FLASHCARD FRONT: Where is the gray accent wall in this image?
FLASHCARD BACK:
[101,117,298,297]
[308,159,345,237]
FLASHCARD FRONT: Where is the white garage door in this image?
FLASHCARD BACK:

____

Rewrite all the items above, putting "PROMPT" in place of every "FLASHCARD FRONT" and changing nothing else.

Exercise solution —
PROMPT: Where is the gray accent wall in this image?
FLASHCARD BACK:
[101,117,298,297]
[308,159,345,237]
PROMPT: Where is the white garage door in this image?
FLASHCARD BACK:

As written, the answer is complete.